▶ **What you need to do**: Your response should be every line of the data, written out exactly.

[Stored data entries]
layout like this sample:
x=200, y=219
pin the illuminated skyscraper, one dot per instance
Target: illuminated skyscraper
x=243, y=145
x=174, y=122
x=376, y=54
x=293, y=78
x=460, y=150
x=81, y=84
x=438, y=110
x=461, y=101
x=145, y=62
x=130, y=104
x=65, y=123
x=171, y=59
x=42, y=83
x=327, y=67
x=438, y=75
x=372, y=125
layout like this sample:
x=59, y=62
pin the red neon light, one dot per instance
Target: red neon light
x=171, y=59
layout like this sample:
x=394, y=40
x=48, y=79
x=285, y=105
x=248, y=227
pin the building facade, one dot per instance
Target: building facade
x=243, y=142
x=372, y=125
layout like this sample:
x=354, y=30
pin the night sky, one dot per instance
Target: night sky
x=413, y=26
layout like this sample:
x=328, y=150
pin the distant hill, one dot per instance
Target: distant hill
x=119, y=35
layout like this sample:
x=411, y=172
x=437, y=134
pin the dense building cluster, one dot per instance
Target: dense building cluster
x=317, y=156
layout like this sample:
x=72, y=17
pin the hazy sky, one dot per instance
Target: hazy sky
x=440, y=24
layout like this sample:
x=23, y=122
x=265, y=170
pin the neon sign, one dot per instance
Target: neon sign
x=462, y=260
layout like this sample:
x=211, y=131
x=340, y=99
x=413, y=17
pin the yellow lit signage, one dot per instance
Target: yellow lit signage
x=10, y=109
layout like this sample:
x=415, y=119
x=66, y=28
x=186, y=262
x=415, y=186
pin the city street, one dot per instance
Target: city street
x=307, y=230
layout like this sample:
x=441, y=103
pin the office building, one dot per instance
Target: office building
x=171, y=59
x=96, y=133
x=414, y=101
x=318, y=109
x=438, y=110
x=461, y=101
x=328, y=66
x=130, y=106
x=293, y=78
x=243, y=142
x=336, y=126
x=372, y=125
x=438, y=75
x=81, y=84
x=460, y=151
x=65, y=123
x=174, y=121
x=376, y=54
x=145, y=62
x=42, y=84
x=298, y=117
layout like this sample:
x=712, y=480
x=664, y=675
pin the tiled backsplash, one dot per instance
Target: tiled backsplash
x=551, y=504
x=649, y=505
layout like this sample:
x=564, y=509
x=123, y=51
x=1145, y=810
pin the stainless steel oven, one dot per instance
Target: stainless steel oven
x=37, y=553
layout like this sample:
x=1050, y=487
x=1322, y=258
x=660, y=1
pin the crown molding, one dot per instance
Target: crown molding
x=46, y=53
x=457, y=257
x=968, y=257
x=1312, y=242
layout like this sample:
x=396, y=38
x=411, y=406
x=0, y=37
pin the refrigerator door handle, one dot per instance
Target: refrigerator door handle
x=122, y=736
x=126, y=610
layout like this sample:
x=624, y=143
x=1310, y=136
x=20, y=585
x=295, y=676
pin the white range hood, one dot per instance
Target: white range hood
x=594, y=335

▶ **Answer to this exercise**:
layout like this sample:
x=200, y=219
pin the illuminated skyscraper, one dot per instance
Target: illuminated skyscraper
x=243, y=145
x=174, y=122
x=376, y=54
x=293, y=78
x=460, y=150
x=81, y=84
x=438, y=110
x=461, y=101
x=145, y=62
x=130, y=104
x=65, y=123
x=171, y=59
x=42, y=83
x=327, y=67
x=438, y=75
x=372, y=125
layout like this sample:
x=59, y=62
pin the red neon light, one dot per instance
Target: red neon light
x=171, y=59
layout like this sample:
x=394, y=40
x=48, y=79
x=285, y=105
x=248, y=227
pin the building facade, one dot per instance
Target: building facade
x=243, y=142
x=372, y=125
layout like this sample:
x=354, y=30
pin the night sky, one dot per instance
Target: night sky
x=413, y=26
layout like this sample:
x=328, y=150
pin the distant hill, one dot per instance
Target: distant hill
x=119, y=35
layout like this sample:
x=411, y=172
x=437, y=134
pin the dense building cluster, one dot per instance
Target: dense building cluster
x=317, y=156
layout like this sample:
x=72, y=17
pin the hazy sky, one dot per instance
Target: hazy sky
x=440, y=24
layout like this sample:
x=23, y=122
x=265, y=170
pin the neon sign, one dot per instance
Target: neon sign
x=462, y=260
layout like this sample:
x=211, y=131
x=340, y=99
x=413, y=17
pin the yellow lit signage, one dot per instance
Target: yellow lit signage
x=10, y=109
layout like this sample:
x=415, y=119
x=66, y=28
x=186, y=262
x=415, y=186
pin the city street, one dot per instance
Target: city street
x=307, y=230
layout like this sample:
x=441, y=103
pin the office building, one dot per instance
Target: office building
x=171, y=59
x=96, y=133
x=414, y=101
x=318, y=109
x=438, y=110
x=461, y=101
x=328, y=66
x=130, y=106
x=293, y=78
x=243, y=142
x=336, y=126
x=372, y=125
x=438, y=75
x=81, y=84
x=460, y=151
x=65, y=123
x=174, y=121
x=376, y=54
x=145, y=62
x=42, y=84
x=298, y=117
layout like this sample:
x=712, y=480
x=664, y=675
pin the tiled backsplash, one dot per instance
Target: tiled backsplash
x=551, y=504
x=649, y=505
layout like this sample:
x=564, y=509
x=123, y=51
x=1145, y=810
pin the stainless steel oven, one dot per instance
Target: stainless steel oven
x=37, y=553
layout like this sample:
x=1050, y=487
x=1322, y=258
x=660, y=1
pin the crown molding, one dot per instance
Target: crown molding
x=46, y=53
x=457, y=257
x=968, y=257
x=1312, y=242
layout like this sample:
x=396, y=38
x=411, y=406
x=0, y=37
pin the refrigerator door handle, one dot per instance
Target: refrigerator door handle
x=122, y=736
x=126, y=610
layout like this sample:
x=624, y=143
x=1310, y=136
x=20, y=585
x=295, y=676
pin the white range hood, one dot per instance
Target: white range hood
x=594, y=335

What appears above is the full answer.